▸ WHAT THE TASK REQUIRES
Sort through the listing below and keep each line with the word "shirt". Copy those.
───── MATERIAL TO PROCESS ─────
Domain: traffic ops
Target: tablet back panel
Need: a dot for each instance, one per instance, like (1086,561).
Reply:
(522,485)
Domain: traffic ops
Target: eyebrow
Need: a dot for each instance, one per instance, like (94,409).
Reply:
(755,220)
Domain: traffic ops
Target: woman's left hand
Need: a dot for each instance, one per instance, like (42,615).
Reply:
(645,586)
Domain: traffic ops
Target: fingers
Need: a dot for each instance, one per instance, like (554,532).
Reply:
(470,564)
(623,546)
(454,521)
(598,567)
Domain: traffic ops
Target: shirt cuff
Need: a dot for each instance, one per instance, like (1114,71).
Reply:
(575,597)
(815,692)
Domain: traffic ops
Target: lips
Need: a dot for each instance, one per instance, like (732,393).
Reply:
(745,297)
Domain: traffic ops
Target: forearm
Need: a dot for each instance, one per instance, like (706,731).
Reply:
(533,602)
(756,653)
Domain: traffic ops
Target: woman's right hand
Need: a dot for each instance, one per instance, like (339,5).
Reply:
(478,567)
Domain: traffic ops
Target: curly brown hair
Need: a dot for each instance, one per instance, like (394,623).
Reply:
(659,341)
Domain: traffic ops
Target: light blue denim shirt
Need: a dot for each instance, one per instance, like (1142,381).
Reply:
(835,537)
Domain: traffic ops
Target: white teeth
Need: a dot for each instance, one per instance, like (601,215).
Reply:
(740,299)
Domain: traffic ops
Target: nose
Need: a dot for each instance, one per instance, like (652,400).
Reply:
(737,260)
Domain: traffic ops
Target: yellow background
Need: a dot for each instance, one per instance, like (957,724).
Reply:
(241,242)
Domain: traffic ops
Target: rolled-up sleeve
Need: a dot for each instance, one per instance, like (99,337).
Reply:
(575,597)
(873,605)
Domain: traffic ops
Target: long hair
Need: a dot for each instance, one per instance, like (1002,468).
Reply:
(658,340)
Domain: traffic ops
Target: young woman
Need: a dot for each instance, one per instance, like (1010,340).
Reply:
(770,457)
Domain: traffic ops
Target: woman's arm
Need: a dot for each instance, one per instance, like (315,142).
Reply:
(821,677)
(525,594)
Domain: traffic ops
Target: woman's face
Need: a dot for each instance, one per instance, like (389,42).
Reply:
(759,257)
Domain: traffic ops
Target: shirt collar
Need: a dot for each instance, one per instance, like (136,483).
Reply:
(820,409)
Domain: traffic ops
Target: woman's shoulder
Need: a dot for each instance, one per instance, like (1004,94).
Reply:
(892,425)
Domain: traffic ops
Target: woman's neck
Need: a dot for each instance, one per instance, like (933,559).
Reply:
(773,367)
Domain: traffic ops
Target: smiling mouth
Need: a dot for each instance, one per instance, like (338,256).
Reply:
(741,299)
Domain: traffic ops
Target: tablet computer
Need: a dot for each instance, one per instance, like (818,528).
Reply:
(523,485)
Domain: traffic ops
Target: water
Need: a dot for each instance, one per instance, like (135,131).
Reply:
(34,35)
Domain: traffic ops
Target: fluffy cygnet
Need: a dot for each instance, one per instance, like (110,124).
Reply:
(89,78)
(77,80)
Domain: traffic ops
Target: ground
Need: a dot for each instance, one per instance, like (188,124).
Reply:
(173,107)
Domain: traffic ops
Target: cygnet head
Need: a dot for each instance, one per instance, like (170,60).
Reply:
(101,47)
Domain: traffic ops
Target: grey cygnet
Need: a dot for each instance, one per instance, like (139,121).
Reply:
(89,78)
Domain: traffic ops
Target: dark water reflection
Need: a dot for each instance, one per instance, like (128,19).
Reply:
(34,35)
─────
▸ RESULT
Target: shirt cuff
Target: light blue denim shirt
Target: shirt collar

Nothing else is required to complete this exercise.